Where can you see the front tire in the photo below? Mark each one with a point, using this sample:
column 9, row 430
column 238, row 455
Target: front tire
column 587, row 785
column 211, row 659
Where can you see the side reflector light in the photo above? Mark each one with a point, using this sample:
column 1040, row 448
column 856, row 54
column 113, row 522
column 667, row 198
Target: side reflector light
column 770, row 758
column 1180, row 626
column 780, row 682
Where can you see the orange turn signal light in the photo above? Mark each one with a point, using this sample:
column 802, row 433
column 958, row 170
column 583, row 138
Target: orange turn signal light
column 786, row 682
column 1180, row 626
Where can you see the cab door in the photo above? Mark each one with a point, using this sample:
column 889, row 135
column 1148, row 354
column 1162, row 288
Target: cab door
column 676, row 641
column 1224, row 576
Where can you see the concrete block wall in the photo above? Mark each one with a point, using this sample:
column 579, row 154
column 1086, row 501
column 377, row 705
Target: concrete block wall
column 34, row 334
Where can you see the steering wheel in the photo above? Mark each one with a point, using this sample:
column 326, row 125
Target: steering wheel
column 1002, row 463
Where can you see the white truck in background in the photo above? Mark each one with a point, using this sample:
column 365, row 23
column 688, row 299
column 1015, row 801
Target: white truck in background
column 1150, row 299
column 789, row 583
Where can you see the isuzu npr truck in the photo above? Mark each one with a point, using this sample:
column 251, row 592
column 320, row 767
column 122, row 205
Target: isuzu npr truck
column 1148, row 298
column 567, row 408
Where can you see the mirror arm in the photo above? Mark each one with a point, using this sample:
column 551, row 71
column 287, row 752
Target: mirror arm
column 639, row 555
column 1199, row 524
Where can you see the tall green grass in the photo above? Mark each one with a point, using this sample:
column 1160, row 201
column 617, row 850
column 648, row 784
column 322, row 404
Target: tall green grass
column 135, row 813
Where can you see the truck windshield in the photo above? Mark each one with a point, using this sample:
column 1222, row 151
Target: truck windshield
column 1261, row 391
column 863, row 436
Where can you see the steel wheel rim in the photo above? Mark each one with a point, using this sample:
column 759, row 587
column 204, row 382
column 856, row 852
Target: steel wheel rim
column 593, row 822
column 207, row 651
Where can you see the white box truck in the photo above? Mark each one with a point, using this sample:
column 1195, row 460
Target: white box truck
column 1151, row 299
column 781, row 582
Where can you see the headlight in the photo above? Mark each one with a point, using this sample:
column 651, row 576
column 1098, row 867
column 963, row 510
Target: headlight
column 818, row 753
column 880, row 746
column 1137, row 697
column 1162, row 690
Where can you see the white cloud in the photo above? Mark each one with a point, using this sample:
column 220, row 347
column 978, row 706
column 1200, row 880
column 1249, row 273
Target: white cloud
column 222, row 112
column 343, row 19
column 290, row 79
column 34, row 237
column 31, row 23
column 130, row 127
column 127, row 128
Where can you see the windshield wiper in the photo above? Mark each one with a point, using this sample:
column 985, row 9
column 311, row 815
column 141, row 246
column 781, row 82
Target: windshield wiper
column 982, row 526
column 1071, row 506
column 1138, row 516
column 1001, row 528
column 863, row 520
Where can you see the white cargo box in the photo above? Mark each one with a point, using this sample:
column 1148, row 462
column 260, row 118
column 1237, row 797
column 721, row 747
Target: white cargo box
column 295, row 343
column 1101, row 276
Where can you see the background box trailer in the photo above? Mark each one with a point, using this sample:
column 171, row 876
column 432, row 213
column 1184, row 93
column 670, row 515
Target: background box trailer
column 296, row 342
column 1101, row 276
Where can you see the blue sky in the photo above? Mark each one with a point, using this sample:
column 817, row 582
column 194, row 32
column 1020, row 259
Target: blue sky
———
## REQUIREMENT:
Return all of the rows above verbatim, leaving every line unchanged.

## ANSWER TO THE EXERCISE:
Where can you see the front tire in the photo below? Mark each one with a point, using this sample:
column 9, row 430
column 238, row 455
Target: front tire
column 587, row 785
column 211, row 659
Where can you see the side reflector light in the photo above? Mark each one with a point, using this sample:
column 1040, row 448
column 856, row 54
column 113, row 522
column 667, row 198
Target: side reflector light
column 770, row 758
column 1180, row 626
column 780, row 682
Where can you see the orange turn signal light in the photo above? Mark each one with a point, using this sample:
column 802, row 433
column 958, row 170
column 583, row 138
Target: orange turn signal light
column 786, row 682
column 1180, row 626
Where can you see the cab door in the photo above? Mark each one with a point, using this sample:
column 889, row 135
column 1148, row 354
column 1162, row 288
Target: cab door
column 676, row 641
column 1224, row 576
Where can you see the concrete block wall in the photo above? Mark each one with a point, using this sample:
column 579, row 154
column 1086, row 501
column 377, row 705
Target: concrete block wall
column 34, row 334
Where can you see the steering wheel in the photo above? Mark each one with a point, using this sample:
column 326, row 125
Target: steering wheel
column 1002, row 463
Where can you see the white truck in background in the photo above? Mark each one with a point, using this sample:
column 365, row 23
column 688, row 299
column 1015, row 801
Target: white truck in background
column 1150, row 299
column 789, row 583
Where can you see the isuzu npr truck in the photo above? Mark each one with a point, using this sample:
column 251, row 592
column 320, row 767
column 122, row 205
Target: isuzu npr truck
column 1148, row 298
column 567, row 408
Where can you see the mirror arm in the photo above? Mark each one with a point, using this sample:
column 551, row 71
column 287, row 752
Target: mirror arm
column 639, row 555
column 1199, row 524
Where can you see the tall green grass in the photo above? Mark each one with a point, using this sample:
column 1160, row 201
column 617, row 850
column 648, row 784
column 322, row 404
Target: tall green grass
column 135, row 813
Where can you see the truck windshield in the photo above? Mark each one with a point, using this sample:
column 1222, row 151
Target: truck windshield
column 1261, row 391
column 863, row 436
Where can you see the steel wheel rim in the photo above? Mark each one with a point, using this sample:
column 759, row 587
column 204, row 382
column 856, row 852
Target: steel wheel rim
column 593, row 822
column 207, row 651
Where can you see the white box truck in the photo above? Mark each one with a point, using this sample:
column 1195, row 460
Target: white box truck
column 1151, row 299
column 781, row 582
Where can you see the headlight in the photo above? Mark each one with a point, using this sample:
column 651, row 576
column 1098, row 867
column 963, row 510
Target: headlight
column 818, row 753
column 880, row 746
column 1137, row 697
column 1162, row 690
Where can you see the white cloud in the photo above? Mark each one with a point, using this sample:
column 220, row 347
column 978, row 706
column 1200, row 880
column 1249, row 273
Target: white cloud
column 222, row 112
column 343, row 19
column 290, row 79
column 34, row 237
column 31, row 23
column 130, row 127
column 127, row 128
Where can you see the windshield wiper in the photo above? Mark each one with a point, using this sample:
column 985, row 9
column 311, row 815
column 141, row 246
column 781, row 82
Target: windshield wiper
column 982, row 526
column 1071, row 506
column 1138, row 516
column 1001, row 528
column 863, row 520
Where can you see the white cargo box in the photo above? Mark each one with a point, using this sample:
column 1148, row 462
column 260, row 118
column 1237, row 797
column 721, row 747
Target: white cargo box
column 295, row 343
column 1101, row 276
Where can you see the background box trailer in the photo above? Mark each one with a point, using this sample:
column 171, row 876
column 432, row 213
column 1184, row 93
column 670, row 515
Target: background box trailer
column 296, row 342
column 1101, row 276
Where can you see the blue sky in the photo above? Mark each one with a point, using this sample:
column 817, row 582
column 194, row 32
column 1020, row 259
Target: blue sky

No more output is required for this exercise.